I hate dwelling in my own thoughts, neither do I like dwelling in the thoughts of others.
Every time I enter the inner realm, it does not set me free. It becomes a prison instead, slave to my reasoning; my logic; my flaws in those areas; and ultimately, I become eternally trapped. A jail of delusion and grandeur, much like schizophrenia. I worry myself with these self-diagnoses sometimes.
Perhaps I do think too much. Perhaps, there is such a thing as over-planning -- which eventually leads to the argument of "nothing is ever good in excess".
Words like "more", "less", "very", "a little" complicate the complex feelings we already have.
"I'm slightly affected" does not weigh less than "I'm heavily affected" when it comes to emotions. When one is affected, he simply is; if not, then he is not.

- - -

● **Directions**
**a)** In the reflection on overthinking, what condition does the writer compare the "jail of delusion and grandeur" to?
**b)** Carry the reflection on overthinking forward, beginning right after its final sentence.

[Stored data entries]

- - -

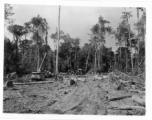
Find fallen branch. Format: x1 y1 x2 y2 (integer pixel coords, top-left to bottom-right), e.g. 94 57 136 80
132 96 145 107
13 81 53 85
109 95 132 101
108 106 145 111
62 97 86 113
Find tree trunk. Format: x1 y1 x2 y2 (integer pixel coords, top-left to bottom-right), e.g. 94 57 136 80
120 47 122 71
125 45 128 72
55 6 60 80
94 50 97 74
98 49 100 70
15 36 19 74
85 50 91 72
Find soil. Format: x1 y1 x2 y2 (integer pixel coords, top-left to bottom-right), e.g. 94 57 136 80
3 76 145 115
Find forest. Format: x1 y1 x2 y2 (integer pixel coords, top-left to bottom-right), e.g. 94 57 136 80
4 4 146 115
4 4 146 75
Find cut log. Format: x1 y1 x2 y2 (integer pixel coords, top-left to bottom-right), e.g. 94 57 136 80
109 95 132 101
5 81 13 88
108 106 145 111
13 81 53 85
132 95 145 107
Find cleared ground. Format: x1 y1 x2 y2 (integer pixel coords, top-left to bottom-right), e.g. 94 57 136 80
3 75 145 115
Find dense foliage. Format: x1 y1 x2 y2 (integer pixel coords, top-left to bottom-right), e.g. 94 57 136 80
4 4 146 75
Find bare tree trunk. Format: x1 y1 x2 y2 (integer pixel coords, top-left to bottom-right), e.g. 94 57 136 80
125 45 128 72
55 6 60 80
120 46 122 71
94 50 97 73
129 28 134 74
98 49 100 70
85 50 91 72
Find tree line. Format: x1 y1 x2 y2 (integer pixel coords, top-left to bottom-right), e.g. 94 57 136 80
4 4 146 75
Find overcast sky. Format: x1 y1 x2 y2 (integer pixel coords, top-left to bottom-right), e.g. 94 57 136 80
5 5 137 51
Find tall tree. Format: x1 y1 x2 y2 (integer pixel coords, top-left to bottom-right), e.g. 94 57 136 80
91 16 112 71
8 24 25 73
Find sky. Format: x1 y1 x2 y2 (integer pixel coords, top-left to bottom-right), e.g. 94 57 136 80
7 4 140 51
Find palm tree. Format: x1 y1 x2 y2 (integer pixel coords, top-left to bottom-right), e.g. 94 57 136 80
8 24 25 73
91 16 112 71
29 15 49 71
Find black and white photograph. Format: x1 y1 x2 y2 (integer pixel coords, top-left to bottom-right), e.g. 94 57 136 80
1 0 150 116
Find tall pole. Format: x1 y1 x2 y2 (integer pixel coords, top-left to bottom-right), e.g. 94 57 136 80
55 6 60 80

- - -

● **Answers by item number**
**a)** Schizophrenia.

**b)**
Emotions are not like paint splatters on the wall. When you feel, you feel it all. That is why emotions are powerful forces of creation and, unfortunately, destruction.
Only a fool tries to measure his pleasure and pain. Such a fool I am.
This post is also an exercise in punctuation and succinctness, after being inspired by "Effective Writing Skills For Public Relations".
I'm tapping out. The grey areas of the human psyche are much harder to manage than I imagined.
P.S. I love you. :)
P.P.S. I have a long way to go, I have a long way to go, I have a long way to go, I have a long way to go.